[Stored dataset items]
:::::

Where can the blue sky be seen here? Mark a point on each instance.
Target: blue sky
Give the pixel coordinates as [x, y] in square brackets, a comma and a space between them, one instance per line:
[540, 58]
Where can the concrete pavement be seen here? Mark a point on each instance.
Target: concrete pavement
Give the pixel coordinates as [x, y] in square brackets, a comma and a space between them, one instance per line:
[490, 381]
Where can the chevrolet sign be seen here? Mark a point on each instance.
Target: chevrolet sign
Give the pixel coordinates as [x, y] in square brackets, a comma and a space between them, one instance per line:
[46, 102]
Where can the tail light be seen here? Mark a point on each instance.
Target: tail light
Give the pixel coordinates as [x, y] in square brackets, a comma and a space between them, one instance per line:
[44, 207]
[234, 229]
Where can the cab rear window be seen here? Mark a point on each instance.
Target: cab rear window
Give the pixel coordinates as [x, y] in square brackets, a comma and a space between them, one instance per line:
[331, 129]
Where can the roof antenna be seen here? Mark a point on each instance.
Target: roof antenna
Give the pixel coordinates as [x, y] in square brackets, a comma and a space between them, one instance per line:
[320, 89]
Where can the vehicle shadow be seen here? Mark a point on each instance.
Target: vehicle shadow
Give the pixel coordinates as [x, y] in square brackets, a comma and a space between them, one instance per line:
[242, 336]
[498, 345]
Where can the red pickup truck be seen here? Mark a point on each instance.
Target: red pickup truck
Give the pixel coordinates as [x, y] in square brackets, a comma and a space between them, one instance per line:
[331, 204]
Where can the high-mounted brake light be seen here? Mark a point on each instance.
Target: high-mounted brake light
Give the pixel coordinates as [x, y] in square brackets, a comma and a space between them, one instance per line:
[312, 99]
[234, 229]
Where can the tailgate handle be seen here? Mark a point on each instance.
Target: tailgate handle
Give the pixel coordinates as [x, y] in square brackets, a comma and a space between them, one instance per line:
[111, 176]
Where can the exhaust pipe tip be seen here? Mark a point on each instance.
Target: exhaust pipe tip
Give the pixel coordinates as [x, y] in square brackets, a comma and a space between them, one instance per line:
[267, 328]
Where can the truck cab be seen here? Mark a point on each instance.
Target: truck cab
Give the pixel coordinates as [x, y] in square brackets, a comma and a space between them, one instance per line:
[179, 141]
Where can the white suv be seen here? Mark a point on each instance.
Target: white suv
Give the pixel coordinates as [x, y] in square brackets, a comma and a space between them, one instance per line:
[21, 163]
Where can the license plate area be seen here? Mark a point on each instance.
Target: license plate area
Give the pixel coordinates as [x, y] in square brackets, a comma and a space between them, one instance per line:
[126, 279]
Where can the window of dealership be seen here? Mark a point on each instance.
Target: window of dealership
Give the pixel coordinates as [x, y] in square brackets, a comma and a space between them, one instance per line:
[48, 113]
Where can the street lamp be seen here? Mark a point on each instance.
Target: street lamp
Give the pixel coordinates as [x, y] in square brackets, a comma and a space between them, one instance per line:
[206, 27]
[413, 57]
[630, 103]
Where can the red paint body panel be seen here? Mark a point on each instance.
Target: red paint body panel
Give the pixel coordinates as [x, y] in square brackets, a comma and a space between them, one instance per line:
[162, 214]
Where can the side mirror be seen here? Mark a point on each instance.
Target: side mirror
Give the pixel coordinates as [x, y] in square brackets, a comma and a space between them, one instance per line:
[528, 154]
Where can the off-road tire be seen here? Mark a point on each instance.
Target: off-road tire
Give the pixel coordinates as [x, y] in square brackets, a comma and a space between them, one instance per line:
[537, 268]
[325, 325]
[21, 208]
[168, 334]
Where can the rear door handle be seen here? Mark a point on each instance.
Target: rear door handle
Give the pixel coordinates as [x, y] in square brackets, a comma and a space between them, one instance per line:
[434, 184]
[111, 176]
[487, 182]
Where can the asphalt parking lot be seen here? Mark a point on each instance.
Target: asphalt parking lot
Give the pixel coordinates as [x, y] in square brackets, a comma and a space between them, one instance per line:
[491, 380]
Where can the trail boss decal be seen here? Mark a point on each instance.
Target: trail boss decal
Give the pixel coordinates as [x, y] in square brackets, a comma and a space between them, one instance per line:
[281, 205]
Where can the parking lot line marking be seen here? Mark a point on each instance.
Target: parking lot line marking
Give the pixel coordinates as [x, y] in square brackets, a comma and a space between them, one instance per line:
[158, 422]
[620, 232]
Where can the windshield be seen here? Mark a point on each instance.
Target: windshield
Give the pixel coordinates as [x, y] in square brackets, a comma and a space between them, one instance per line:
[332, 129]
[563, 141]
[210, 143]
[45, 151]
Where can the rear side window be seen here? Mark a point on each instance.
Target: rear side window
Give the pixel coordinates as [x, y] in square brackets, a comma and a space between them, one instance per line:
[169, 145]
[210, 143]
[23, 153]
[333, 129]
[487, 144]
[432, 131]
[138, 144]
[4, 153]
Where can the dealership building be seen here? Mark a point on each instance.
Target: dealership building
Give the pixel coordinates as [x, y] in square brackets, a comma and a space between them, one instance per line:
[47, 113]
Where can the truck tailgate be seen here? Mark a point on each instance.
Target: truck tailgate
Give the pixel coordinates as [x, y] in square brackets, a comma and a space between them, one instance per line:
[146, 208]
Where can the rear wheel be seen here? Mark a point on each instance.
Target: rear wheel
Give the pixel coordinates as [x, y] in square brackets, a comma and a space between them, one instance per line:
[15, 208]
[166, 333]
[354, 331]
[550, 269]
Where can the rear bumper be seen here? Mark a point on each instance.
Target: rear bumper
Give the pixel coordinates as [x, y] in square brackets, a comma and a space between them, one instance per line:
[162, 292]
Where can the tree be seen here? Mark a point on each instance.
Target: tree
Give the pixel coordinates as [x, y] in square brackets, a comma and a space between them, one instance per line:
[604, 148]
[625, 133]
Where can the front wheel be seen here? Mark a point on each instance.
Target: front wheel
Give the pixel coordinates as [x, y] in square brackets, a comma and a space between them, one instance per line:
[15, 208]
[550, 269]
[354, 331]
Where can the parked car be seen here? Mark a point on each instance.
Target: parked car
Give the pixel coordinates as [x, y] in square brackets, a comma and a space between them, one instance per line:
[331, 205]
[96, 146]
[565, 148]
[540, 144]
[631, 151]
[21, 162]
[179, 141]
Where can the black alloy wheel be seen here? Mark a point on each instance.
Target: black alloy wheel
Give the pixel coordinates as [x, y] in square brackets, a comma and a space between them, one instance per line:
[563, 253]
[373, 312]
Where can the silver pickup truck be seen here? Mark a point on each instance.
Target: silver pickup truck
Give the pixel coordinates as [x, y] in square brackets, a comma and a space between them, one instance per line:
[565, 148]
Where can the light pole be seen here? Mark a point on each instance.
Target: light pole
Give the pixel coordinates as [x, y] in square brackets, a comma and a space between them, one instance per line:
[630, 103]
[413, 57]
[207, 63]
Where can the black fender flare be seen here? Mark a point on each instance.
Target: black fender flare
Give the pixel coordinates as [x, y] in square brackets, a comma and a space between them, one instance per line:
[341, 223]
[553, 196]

:::::

**OBJECTIVE:**
Update the rows from the line containing "Where can the parked" through the last row, replacing "light pole" with "lamp post" and keeping everything else the same.

**FINISHED ANSWER:**
Where can the parked car be seen here? Mark a point on each instance.
Target: parked car
Give the pixel coordinates as [x, y] in square brackets, a comma and a space between them, one instance per line:
[331, 205]
[96, 146]
[565, 148]
[540, 144]
[631, 151]
[21, 162]
[179, 141]
Where can the black alloy wheel be seen here? Mark a point on each instance.
Target: black alloy wheel
Give the pixel coordinates as [x, y] in square brackets, a comma and a space between them, one instance per line:
[563, 253]
[373, 312]
Where can the silver pickup truck be seen here? Mark a point on each instance.
Target: silver pickup truck
Give the pixel coordinates as [x, y] in square brackets, a comma and a space between them, one instance per line:
[565, 148]
Where can the lamp post be seen here? Mark a point on each instance.
Target: lamp post
Give the pixel coordinates as [x, y] in square brackets, a comma and a space between them, one instance per line:
[630, 103]
[413, 57]
[207, 63]
Where can the black fender flare be seen here? Mark a point on each instance.
Target: black fender flare
Give the pixel coordinates as [x, y] in square brackets, a comma and a space between them, one instance per line:
[341, 223]
[553, 196]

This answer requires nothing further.